— Selected excerpt —
Approaches to Slow-Electron Transport in Condensed
Matter
Mitio Inokuti
- Physics Division
- Argonne National Laboratory
- 9700 South Cass Avenue
- Argonne, IL 60439-4843
The de Broglie wavelength l of an electron with kinetic energy T
= 150 eV is 0.1 nm, which is comparable with distances between
neighboring atoms in an ordinary molecule and in usual condensed
matter. In general, l = 0.1
x (150 eV / T ) 1/2
nm becomes greater at lower T, and eventually reaches
7.7 nm at thermal energy at room temperature. Although this notion
is well known for eight decades, some of current calculations
on transport of slow electrons in condensed matter remain based
upon the classical trajectory of an electron. Examples include
track-structure calculations extended to electrons of low energies
and analyses of electron recombination with a geminate ion. Yet
approaches are possible for carrying out some calculations consistent
with quantum mechanics. Let us briefly survey several such possibilities.
The Feynman path-integral method [1] is akin in algorithm
to a Monte Carlo simulation, and is straightforward at least
in principle to program on a computer. Indeed, it has been applied
for example to the hydration of an excess thermal electron in
water [2-4]. An obstacle in extending the treatment to electrons
of even eV's and higher lies in an extremely rapid increase of
the number of paths to be examined, resulting in a prohibitive
computation time. It is therefore desirable to find some short
cut, even as a sacrifice in accuracy, perhaps somewhat similar
in spirit to the condensed-history method in particle-track simulations.
The Wigner phase-space function method [5-7] is attractive,
because it provides an extension of the distribution function
in the sense of Boltzmann. Thus, connections to the track length
distribution, or the degradation spectrum [8] of the familiar
electron-transport theory will be clear. A major challenge in
an application of this method is the complexity of what corresponds
to collision terms in the Boltzmann equation. It involves amplitudes
rather than differential cross sections for individual collision
processes. Thus, the preparation of input data will have to be
far more extensive than in a classical case. One way for dealing
with this issue will be to start with a potential for electron-molecule
interactions as used in the path-integral method [9] and to generate
amplitudes on a computer as needed.

— Tasks to carry out —
• A. Write out the part of the passage on slow-electron transport starting at "The Wigner phase-space" and ending at "computer as needed.".
• B. According to the passage on slow-electron transport, to what problem has the Feynman path-integral method been applied?
• C. Carry on the passage on slow-electron transport from the point where it stops.

— Recorded information —
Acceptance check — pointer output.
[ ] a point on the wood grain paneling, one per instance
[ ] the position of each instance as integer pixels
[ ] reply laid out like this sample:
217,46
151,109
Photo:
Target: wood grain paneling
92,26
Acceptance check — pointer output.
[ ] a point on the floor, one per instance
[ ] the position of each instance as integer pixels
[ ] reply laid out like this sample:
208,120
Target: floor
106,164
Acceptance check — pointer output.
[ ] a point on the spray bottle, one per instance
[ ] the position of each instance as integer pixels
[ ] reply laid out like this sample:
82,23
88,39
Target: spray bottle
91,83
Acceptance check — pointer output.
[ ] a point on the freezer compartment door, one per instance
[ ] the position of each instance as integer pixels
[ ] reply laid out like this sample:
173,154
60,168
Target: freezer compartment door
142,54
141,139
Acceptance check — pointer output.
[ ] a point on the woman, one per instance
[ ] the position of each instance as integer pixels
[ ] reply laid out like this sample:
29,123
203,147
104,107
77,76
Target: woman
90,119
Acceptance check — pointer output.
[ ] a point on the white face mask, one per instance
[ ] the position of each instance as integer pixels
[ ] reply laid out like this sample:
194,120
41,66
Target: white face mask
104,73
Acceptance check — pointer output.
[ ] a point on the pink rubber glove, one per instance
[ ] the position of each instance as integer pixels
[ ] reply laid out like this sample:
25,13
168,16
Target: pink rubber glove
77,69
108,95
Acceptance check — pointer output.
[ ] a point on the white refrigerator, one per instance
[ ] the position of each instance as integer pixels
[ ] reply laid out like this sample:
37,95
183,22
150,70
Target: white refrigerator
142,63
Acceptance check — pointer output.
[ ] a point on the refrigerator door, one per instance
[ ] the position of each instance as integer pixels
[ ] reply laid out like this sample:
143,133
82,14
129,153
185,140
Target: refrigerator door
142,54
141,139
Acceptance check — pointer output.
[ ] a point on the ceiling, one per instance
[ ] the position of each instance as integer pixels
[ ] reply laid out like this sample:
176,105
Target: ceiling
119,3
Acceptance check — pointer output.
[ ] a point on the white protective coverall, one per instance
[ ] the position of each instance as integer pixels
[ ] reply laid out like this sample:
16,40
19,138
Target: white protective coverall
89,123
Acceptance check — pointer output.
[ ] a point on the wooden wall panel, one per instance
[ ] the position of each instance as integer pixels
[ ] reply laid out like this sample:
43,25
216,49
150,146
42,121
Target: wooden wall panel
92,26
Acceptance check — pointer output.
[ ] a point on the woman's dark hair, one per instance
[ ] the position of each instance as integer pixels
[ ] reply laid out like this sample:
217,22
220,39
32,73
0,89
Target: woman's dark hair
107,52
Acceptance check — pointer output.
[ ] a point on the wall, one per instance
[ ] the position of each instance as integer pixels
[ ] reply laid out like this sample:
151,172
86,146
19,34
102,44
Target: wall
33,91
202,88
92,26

— Responses to the exercise —
• A.
The Wigner phase-space function method [5-7] is attractive,
because it provides an extension of the distribution function
in the sense of Boltzmann. Thus, connections to the track length
distribution, or the degradation spectrum [8] of the familiar
electron-transport theory will be clear. A major challenge in
an application of this method is the complexity of what corresponds
to collision terms in the Boltzmann equation. It involves amplitudes
rather than differential cross sections for individual collision
processes. Thus, the preparation of input data will have to be
far more extensive than in a classical case. One way for dealing
with this issue will be to start with a potential for electron-molecule
interactions as used in the path-integral method [9] and to generate
amplitudes on a computer as needed.

• B. The hydration of an excess thermal electron in water.

• C.
Some of the methods using electron orbital functions
also can be adapted to electron-transport analysis in radiation
physics. An example is the theory of LEED (low-energy electron
diffraction) [10-12]. It focuses on the treatment of multiple
scattering of electrons of moderately high energies by spatially
fixed atomic lattices, and thus need to be adapted to lower energies
with some account of atomic vibrations. In this respect, the
method of Car and Parrinello [13] and the END (electron-nuclear
dynamics) [14] are highly suggestive and encouraging.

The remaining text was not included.